*What is being asked*:
Could you please repeat the entries below word for word, with the images left out?

*Input records*:
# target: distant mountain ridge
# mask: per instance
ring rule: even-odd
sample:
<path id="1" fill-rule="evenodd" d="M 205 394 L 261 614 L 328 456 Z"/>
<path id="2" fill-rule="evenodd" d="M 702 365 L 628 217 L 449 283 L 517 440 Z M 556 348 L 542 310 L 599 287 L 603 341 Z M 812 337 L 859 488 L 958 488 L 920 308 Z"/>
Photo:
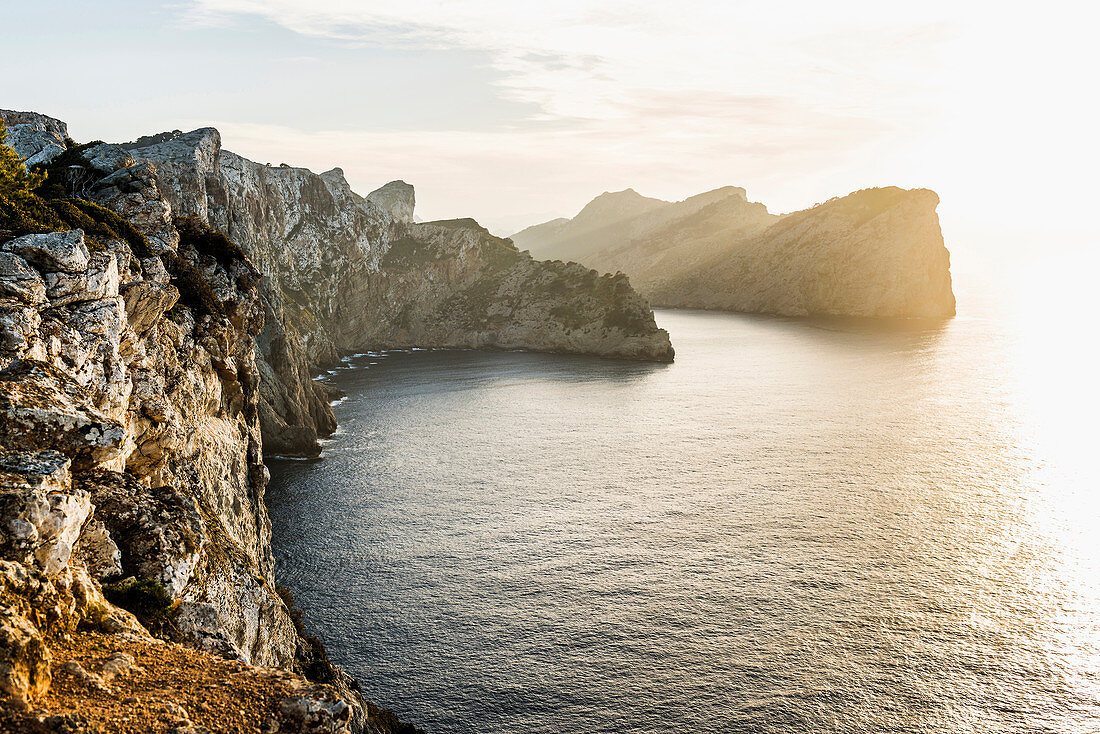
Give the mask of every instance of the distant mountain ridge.
<path id="1" fill-rule="evenodd" d="M 927 189 L 864 189 L 783 216 L 735 186 L 679 202 L 604 193 L 512 235 L 538 258 L 623 272 L 657 306 L 788 316 L 955 314 Z"/>

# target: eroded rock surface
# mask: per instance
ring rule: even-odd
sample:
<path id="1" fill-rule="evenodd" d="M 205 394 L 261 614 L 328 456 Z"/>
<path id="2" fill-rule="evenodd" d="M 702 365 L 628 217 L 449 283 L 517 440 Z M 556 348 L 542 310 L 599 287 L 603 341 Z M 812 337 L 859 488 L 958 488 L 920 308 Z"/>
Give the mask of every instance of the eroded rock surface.
<path id="1" fill-rule="evenodd" d="M 0 231 L 0 689 L 46 695 L 72 635 L 153 631 L 281 669 L 273 731 L 401 729 L 276 590 L 264 448 L 316 453 L 335 421 L 311 376 L 344 352 L 671 360 L 648 304 L 473 220 L 417 224 L 401 181 L 362 197 L 212 128 L 75 147 L 60 121 L 0 117 L 20 156 L 58 161 L 38 201 L 66 223 Z M 127 655 L 67 661 L 65 685 L 113 691 Z"/>
<path id="2" fill-rule="evenodd" d="M 0 114 L 22 155 L 64 142 L 57 121 Z M 110 146 L 83 160 L 63 185 L 137 234 L 0 235 L 0 668 L 23 666 L 11 695 L 33 698 L 48 680 L 27 662 L 35 634 L 148 634 L 104 595 L 100 581 L 123 576 L 162 590 L 180 639 L 206 631 L 172 608 L 202 603 L 226 654 L 293 667 L 263 502 L 258 273 L 242 254 L 181 244 L 149 163 Z"/>
<path id="3" fill-rule="evenodd" d="M 127 147 L 156 167 L 177 212 L 225 232 L 265 275 L 257 361 L 269 453 L 317 453 L 316 437 L 335 421 L 310 378 L 345 352 L 415 345 L 672 359 L 668 334 L 625 279 L 533 260 L 472 220 L 413 224 L 414 192 L 402 181 L 362 197 L 339 169 L 254 163 L 222 149 L 213 128 Z"/>

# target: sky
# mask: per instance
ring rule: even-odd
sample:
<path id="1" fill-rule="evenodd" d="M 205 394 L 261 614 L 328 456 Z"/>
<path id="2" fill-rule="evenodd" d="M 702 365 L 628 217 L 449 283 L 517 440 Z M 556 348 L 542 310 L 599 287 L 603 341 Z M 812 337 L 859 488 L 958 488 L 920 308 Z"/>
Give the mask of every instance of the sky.
<path id="1" fill-rule="evenodd" d="M 77 140 L 212 125 L 501 235 L 628 187 L 773 212 L 928 187 L 953 253 L 995 258 L 1100 244 L 1089 6 L 42 0 L 3 8 L 0 107 Z"/>

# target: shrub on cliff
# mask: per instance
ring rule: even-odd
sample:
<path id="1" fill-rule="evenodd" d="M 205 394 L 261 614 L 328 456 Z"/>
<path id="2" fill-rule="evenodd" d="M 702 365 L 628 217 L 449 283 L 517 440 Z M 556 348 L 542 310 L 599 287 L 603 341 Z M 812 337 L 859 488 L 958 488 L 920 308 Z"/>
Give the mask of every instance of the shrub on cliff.
<path id="1" fill-rule="evenodd" d="M 92 250 L 98 249 L 97 245 L 102 246 L 104 240 L 122 240 L 137 257 L 154 254 L 149 240 L 129 221 L 98 204 L 70 198 L 64 187 L 51 181 L 50 171 L 57 173 L 62 168 L 77 165 L 78 161 L 83 161 L 80 151 L 93 143 L 74 144 L 48 169 L 28 171 L 19 155 L 3 144 L 6 135 L 4 122 L 0 120 L 0 240 L 82 229 Z"/>
<path id="2" fill-rule="evenodd" d="M 131 578 L 106 584 L 103 595 L 115 606 L 132 613 L 154 635 L 164 635 L 175 627 L 172 595 L 155 581 Z"/>
<path id="3" fill-rule="evenodd" d="M 180 292 L 177 307 L 186 306 L 199 314 L 214 317 L 225 316 L 225 307 L 198 268 L 171 251 L 163 253 L 160 259 L 172 277 L 172 285 Z"/>
<path id="4" fill-rule="evenodd" d="M 28 171 L 19 155 L 4 145 L 7 138 L 8 128 L 0 120 L 0 196 L 26 196 L 46 180 L 46 174 Z"/>
<path id="5" fill-rule="evenodd" d="M 226 269 L 234 262 L 248 259 L 240 245 L 198 217 L 176 217 L 172 223 L 180 233 L 181 247 L 190 245 L 200 255 L 214 258 Z"/>

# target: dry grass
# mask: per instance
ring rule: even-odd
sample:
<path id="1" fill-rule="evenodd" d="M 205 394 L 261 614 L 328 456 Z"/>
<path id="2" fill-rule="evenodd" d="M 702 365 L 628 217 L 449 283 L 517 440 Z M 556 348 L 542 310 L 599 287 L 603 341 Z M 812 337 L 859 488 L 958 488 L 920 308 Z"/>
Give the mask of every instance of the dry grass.
<path id="1" fill-rule="evenodd" d="M 247 665 L 180 645 L 81 632 L 54 641 L 50 692 L 19 711 L 0 701 L 0 732 L 71 731 L 71 725 L 40 719 L 69 715 L 76 730 L 144 734 L 177 725 L 180 706 L 193 726 L 212 732 L 262 732 L 273 728 L 279 703 L 291 693 L 290 674 Z M 133 671 L 115 678 L 108 690 L 64 670 L 73 660 L 90 672 L 114 653 L 134 657 Z"/>

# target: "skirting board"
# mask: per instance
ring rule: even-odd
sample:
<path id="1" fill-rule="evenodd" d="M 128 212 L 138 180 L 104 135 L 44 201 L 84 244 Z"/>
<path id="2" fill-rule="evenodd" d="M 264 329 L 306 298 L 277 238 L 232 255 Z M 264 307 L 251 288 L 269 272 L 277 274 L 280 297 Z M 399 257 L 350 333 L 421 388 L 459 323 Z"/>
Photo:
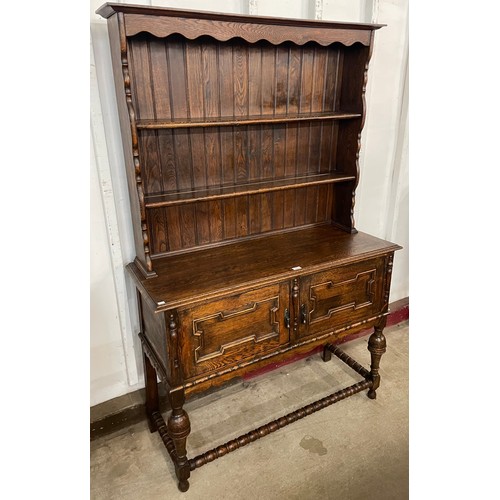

*Result below*:
# target: distant mountain ridge
# mask: per instance
ring rule: even-odd
sample:
<path id="1" fill-rule="evenodd" d="M 205 394 L 261 614 L 328 456 Z"/>
<path id="2" fill-rule="evenodd" d="M 702 365 L 628 217 L 449 283 L 517 440 Z M 556 348 L 542 310 L 599 287 L 603 341 Z M 812 337 L 859 488 L 958 488 L 920 308 Z"/>
Photo:
Give the mask of every instance of the distant mountain ridge.
<path id="1" fill-rule="evenodd" d="M 927 189 L 864 189 L 783 216 L 735 186 L 679 202 L 604 193 L 512 235 L 538 258 L 623 272 L 657 306 L 788 316 L 955 314 Z"/>

# target: eroded rock surface
# mask: per instance
ring rule: even-odd
sample:
<path id="1" fill-rule="evenodd" d="M 205 394 L 261 614 L 328 456 Z"/>
<path id="2" fill-rule="evenodd" d="M 702 365 L 628 217 L 449 283 L 517 440 Z M 556 348 L 542 310 L 599 287 L 603 341 Z M 812 337 L 859 488 L 958 488 L 920 308 Z"/>
Give the mask of every instance of the eroded rock surface.
<path id="1" fill-rule="evenodd" d="M 0 231 L 0 689 L 46 695 L 72 635 L 153 631 L 281 669 L 273 731 L 401 729 L 276 590 L 264 448 L 316 453 L 335 421 L 311 376 L 344 352 L 671 360 L 648 304 L 473 220 L 417 224 L 401 181 L 362 197 L 212 128 L 75 147 L 60 121 L 0 117 L 20 156 L 58 161 L 38 201 L 66 223 Z M 127 655 L 67 661 L 65 685 L 113 691 Z"/>
<path id="2" fill-rule="evenodd" d="M 0 114 L 22 155 L 64 142 L 57 121 Z M 110 146 L 83 160 L 63 185 L 137 234 L 0 235 L 0 668 L 23 666 L 11 695 L 33 698 L 48 680 L 27 662 L 35 634 L 148 634 L 104 595 L 100 581 L 123 576 L 162 590 L 180 639 L 206 631 L 172 608 L 202 603 L 226 654 L 293 667 L 263 502 L 258 273 L 242 254 L 181 244 L 149 163 Z"/>
<path id="3" fill-rule="evenodd" d="M 127 147 L 156 167 L 177 212 L 225 232 L 265 275 L 257 361 L 269 453 L 317 453 L 316 437 L 335 421 L 310 378 L 345 352 L 415 345 L 672 359 L 668 334 L 625 279 L 533 260 L 472 220 L 413 224 L 414 192 L 402 181 L 362 197 L 339 169 L 254 163 L 222 149 L 213 128 Z"/>

# target: sky
# mask: per instance
ring rule: even-odd
sample:
<path id="1" fill-rule="evenodd" d="M 205 394 L 261 614 L 328 456 Z"/>
<path id="2" fill-rule="evenodd" d="M 702 365 L 628 217 L 449 283 L 517 440 Z M 556 348 L 542 310 L 599 287 L 603 341 Z M 812 337 L 859 488 L 958 488 L 920 308 Z"/>
Give the mask of every instance of the sky.
<path id="1" fill-rule="evenodd" d="M 77 140 L 212 125 L 501 235 L 628 187 L 773 212 L 928 187 L 953 253 L 995 258 L 1100 244 L 1089 6 L 42 0 L 3 8 L 0 107 Z"/>

# target: shrub on cliff
# mask: per instance
ring rule: even-odd
sample:
<path id="1" fill-rule="evenodd" d="M 205 394 L 261 614 L 328 456 Z"/>
<path id="2" fill-rule="evenodd" d="M 702 365 L 628 217 L 449 283 L 517 440 Z M 556 348 L 542 310 L 599 287 L 603 341 Z M 812 337 L 859 488 L 958 488 L 920 308 Z"/>
Give the mask of every instance of the shrub on cliff.
<path id="1" fill-rule="evenodd" d="M 92 250 L 98 249 L 97 245 L 102 246 L 104 240 L 122 240 L 137 257 L 154 254 L 149 240 L 129 221 L 98 204 L 70 198 L 64 187 L 51 181 L 50 171 L 57 173 L 62 168 L 77 165 L 78 161 L 83 161 L 80 151 L 93 143 L 74 144 L 48 169 L 28 171 L 19 155 L 3 144 L 6 135 L 4 122 L 0 120 L 0 240 L 82 229 Z"/>
<path id="2" fill-rule="evenodd" d="M 131 578 L 106 584 L 103 595 L 115 606 L 132 613 L 154 635 L 164 635 L 175 627 L 172 595 L 155 581 Z"/>
<path id="3" fill-rule="evenodd" d="M 180 292 L 177 307 L 186 306 L 199 314 L 214 317 L 225 316 L 225 307 L 198 268 L 171 251 L 163 253 L 160 259 L 172 277 L 172 285 Z"/>
<path id="4" fill-rule="evenodd" d="M 28 171 L 19 155 L 4 145 L 7 138 L 8 128 L 0 120 L 0 196 L 26 196 L 46 180 L 46 174 Z"/>
<path id="5" fill-rule="evenodd" d="M 226 269 L 234 262 L 248 259 L 240 245 L 198 217 L 176 217 L 172 223 L 180 233 L 181 247 L 190 245 L 200 255 L 214 258 Z"/>

# target: dry grass
# mask: per instance
ring rule: even-odd
sample:
<path id="1" fill-rule="evenodd" d="M 205 394 L 261 614 L 328 456 Z"/>
<path id="2" fill-rule="evenodd" d="M 702 365 L 628 217 L 449 283 L 517 440 Z M 556 348 L 542 310 L 599 287 L 603 341 Z M 812 337 L 859 488 L 958 488 L 920 308 Z"/>
Give the mask of every instance of the dry grass.
<path id="1" fill-rule="evenodd" d="M 247 665 L 180 645 L 81 632 L 54 641 L 50 692 L 19 711 L 0 701 L 0 732 L 71 731 L 71 725 L 40 719 L 69 715 L 76 730 L 144 734 L 177 725 L 180 706 L 193 726 L 212 732 L 262 732 L 273 728 L 279 703 L 291 693 L 290 674 Z M 133 671 L 115 678 L 108 690 L 64 670 L 73 660 L 90 672 L 114 653 L 134 657 Z"/>

# target: "skirting board"
# mask: per instance
ring rule: even-odd
sample:
<path id="1" fill-rule="evenodd" d="M 128 212 L 138 180 L 104 135 L 44 201 L 84 244 Z"/>
<path id="2" fill-rule="evenodd" d="M 264 329 L 306 298 L 277 238 L 232 255 Z M 264 307 L 251 288 L 269 272 L 277 274 L 280 297 Z M 399 257 L 350 333 L 421 388 L 459 323 Z"/>
Photo:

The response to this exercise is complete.